What you are asked to do
Which lines of the material below contain the string "grass"? Identify each one and copy it out in full, treating uppercase and lowercase as different.

--- BEGIN Given records ---

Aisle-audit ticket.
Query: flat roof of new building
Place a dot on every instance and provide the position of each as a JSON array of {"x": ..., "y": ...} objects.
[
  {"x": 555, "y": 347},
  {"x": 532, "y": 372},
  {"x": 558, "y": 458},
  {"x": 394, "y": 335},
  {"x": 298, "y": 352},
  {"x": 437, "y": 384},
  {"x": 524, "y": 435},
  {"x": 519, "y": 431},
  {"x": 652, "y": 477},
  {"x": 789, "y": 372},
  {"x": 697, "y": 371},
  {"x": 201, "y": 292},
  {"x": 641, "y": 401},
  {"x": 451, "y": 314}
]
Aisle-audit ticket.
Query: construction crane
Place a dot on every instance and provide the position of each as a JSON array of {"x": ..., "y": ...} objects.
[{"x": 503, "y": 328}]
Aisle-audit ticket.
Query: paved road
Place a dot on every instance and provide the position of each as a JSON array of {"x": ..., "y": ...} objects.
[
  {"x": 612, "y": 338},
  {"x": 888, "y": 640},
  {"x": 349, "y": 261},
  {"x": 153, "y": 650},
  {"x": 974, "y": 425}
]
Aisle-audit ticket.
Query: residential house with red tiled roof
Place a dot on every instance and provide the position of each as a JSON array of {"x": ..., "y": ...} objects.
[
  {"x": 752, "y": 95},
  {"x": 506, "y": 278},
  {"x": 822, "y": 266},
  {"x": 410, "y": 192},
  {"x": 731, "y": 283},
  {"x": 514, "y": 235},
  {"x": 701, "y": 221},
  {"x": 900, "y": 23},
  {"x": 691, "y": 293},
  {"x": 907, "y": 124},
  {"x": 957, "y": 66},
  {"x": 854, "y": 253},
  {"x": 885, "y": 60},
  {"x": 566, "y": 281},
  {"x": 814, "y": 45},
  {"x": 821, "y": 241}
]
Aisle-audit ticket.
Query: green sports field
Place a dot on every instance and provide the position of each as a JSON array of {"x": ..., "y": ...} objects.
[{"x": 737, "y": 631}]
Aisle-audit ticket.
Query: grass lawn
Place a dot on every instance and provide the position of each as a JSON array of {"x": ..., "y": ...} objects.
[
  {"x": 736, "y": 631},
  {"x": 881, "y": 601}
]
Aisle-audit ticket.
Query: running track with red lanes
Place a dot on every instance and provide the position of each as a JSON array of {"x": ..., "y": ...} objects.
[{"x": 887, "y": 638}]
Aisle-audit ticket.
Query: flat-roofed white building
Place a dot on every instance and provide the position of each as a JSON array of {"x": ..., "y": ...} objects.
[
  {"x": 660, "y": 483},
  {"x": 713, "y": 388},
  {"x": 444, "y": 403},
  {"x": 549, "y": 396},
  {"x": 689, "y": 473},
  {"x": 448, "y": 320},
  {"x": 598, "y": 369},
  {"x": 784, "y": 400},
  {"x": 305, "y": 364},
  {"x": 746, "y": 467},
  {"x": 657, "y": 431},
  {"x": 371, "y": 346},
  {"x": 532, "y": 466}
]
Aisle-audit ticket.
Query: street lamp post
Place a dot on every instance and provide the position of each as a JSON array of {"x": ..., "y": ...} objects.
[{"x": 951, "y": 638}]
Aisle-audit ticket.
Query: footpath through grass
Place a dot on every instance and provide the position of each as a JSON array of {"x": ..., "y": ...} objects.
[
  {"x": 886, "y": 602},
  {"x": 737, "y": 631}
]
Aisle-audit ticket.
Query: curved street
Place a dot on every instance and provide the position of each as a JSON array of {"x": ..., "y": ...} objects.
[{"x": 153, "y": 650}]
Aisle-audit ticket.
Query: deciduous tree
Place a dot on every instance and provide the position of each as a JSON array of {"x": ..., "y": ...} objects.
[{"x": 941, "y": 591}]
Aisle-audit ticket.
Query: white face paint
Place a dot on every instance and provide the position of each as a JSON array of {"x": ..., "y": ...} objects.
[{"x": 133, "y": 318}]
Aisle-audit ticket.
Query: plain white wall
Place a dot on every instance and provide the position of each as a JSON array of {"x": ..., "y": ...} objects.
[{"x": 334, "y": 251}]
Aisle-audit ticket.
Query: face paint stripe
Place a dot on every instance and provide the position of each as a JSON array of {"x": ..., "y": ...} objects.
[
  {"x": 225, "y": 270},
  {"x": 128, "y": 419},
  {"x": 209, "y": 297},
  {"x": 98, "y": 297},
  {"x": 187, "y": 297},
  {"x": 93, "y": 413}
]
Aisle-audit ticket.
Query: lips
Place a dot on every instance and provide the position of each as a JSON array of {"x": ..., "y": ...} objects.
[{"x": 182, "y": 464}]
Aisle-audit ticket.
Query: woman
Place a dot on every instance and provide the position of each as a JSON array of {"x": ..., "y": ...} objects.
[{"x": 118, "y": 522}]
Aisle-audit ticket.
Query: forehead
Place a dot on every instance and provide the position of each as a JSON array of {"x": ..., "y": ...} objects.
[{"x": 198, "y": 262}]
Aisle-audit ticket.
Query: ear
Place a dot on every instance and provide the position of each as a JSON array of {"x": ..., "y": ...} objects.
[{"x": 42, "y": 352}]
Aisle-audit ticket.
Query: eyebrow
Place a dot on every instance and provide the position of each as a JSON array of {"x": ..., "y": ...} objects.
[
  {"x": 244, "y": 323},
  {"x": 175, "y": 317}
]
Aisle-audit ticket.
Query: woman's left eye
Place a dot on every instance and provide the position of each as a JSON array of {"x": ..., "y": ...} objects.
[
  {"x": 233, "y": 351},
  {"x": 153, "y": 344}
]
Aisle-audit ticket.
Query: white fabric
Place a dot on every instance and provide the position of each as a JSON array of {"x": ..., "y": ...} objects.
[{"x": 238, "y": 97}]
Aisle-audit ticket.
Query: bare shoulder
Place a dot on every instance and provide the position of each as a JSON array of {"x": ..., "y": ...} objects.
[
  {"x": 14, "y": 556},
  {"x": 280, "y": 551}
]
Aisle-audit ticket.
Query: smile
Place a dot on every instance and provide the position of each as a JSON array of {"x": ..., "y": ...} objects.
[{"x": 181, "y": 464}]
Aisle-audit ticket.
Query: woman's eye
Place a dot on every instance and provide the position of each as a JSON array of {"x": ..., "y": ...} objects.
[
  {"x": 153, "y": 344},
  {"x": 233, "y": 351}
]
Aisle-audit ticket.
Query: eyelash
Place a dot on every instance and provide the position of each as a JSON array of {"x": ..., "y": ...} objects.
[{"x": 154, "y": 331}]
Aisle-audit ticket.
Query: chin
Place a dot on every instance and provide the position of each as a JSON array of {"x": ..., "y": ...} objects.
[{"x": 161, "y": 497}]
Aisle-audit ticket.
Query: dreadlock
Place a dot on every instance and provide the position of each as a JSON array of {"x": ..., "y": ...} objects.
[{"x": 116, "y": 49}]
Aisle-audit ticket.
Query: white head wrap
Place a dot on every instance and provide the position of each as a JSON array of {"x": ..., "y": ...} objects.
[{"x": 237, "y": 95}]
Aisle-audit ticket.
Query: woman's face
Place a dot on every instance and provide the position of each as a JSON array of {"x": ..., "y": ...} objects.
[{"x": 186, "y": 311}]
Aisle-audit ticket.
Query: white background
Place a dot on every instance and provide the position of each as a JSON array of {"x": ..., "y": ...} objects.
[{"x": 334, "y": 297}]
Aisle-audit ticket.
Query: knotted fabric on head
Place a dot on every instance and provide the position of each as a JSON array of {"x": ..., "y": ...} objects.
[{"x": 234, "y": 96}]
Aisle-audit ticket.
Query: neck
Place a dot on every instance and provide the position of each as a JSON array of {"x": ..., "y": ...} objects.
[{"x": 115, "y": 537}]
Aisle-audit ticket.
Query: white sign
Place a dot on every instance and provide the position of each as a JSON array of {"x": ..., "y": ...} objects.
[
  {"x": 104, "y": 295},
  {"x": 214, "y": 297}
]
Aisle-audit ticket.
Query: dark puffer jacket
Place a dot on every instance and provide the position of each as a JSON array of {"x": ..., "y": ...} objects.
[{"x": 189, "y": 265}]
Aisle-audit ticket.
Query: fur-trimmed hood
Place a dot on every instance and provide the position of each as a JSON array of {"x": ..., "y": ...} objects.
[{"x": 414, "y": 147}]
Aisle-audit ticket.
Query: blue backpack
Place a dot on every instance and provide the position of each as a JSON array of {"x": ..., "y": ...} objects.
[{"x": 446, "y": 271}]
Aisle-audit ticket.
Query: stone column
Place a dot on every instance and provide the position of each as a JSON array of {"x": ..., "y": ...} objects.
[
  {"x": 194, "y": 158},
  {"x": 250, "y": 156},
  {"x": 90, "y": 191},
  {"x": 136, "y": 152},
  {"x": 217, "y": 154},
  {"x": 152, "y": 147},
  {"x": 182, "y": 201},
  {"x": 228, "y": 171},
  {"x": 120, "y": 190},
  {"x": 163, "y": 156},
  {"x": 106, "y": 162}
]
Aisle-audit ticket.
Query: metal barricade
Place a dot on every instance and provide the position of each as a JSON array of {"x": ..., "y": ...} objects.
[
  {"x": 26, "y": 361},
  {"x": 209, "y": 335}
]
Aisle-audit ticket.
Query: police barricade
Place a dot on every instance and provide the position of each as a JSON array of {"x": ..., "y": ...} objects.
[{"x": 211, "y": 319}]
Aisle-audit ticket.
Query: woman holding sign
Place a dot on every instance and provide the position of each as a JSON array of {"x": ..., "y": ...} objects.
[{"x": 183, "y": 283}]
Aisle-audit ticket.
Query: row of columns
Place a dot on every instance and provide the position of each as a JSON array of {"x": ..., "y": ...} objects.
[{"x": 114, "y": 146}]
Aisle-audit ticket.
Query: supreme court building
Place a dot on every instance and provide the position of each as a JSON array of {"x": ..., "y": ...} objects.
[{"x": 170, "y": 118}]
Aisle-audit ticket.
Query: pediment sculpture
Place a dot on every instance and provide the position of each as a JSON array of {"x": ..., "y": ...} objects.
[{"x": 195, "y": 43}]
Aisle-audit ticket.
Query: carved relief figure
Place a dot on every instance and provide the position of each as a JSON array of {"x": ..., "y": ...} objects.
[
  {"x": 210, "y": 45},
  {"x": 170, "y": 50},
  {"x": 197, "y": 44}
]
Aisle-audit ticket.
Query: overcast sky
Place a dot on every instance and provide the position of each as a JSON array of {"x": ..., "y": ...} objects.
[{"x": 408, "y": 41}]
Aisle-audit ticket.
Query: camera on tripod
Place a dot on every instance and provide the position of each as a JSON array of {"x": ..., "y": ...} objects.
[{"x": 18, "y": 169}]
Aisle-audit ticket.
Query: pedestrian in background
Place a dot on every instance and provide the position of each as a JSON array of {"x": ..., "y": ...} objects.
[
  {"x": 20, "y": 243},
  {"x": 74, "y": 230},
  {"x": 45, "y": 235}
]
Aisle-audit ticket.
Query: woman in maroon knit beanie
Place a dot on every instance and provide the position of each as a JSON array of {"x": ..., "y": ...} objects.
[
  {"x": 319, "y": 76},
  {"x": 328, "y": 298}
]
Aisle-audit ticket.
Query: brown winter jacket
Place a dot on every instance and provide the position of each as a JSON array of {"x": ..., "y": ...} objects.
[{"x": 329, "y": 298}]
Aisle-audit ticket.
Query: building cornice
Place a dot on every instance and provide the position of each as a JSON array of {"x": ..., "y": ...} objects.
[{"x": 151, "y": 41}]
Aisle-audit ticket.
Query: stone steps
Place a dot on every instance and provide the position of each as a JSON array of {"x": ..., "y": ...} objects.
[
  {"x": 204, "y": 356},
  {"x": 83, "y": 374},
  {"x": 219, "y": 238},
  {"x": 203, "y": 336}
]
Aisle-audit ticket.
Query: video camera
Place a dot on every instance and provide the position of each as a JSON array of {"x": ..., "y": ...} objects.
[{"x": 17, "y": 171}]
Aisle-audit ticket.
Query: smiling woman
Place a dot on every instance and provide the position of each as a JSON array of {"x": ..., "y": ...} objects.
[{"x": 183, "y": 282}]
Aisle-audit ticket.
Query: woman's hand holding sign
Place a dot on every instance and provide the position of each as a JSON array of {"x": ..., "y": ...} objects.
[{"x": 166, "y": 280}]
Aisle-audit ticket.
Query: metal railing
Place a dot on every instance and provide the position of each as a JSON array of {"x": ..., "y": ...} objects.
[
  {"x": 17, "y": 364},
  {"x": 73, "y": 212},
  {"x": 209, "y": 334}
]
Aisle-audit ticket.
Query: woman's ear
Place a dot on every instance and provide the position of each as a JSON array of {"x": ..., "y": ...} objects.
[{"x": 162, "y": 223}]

--- END Given records ---

Final answer
Query: grass lawn
Query: footpath through grass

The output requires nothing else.